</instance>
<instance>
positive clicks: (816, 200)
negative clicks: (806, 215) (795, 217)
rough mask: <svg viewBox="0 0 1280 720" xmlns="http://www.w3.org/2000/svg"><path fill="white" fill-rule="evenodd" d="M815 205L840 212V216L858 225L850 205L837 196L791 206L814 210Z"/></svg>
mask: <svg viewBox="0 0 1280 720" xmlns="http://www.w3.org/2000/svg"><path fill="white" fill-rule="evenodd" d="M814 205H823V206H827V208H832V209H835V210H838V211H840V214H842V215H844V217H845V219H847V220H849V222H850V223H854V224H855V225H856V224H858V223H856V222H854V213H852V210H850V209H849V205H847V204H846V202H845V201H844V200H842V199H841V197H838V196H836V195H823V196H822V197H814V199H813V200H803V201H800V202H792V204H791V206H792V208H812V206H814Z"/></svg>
============
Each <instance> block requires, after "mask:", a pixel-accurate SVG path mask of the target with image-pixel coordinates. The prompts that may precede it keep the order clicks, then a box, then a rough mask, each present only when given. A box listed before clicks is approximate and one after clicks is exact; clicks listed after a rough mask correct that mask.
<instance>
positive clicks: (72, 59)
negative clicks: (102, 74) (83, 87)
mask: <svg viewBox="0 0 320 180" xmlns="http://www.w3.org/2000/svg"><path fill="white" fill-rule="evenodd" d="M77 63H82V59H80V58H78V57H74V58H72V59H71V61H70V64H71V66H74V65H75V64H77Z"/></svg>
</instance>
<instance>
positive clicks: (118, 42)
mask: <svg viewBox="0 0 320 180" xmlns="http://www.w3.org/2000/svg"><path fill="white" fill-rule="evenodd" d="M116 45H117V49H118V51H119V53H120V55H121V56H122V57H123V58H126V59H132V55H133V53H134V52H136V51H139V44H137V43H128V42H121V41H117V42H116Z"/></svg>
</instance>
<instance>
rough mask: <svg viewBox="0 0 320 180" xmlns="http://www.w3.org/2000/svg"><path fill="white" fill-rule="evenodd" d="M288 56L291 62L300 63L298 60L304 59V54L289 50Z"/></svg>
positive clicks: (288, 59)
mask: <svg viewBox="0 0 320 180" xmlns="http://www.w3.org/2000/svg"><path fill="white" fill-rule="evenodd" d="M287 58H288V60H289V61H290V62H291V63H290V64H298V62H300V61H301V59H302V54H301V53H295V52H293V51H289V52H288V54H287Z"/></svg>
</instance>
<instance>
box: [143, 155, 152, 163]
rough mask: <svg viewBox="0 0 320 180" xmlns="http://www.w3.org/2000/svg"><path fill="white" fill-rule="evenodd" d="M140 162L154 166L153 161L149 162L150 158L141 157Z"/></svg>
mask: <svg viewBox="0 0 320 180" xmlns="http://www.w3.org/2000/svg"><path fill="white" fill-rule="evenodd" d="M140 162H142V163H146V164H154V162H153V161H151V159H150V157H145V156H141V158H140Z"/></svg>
============
• REQUIRED ACTION
Within the material above, transcribe exactly the lines that run from the line holding "positive clicks: (288, 59)" through the line holding "box: [143, 155, 152, 163]".

• YOUR RESPONSE
positive clicks: (288, 59)
mask: <svg viewBox="0 0 320 180" xmlns="http://www.w3.org/2000/svg"><path fill="white" fill-rule="evenodd" d="M287 58H288V60H289V61H290V62H291V63H290V64H298V62H300V61H301V59H302V54H301V53H295V52H293V51H289V52H288V54H287Z"/></svg>
</instance>
<instance>
box: [143, 155, 152, 163]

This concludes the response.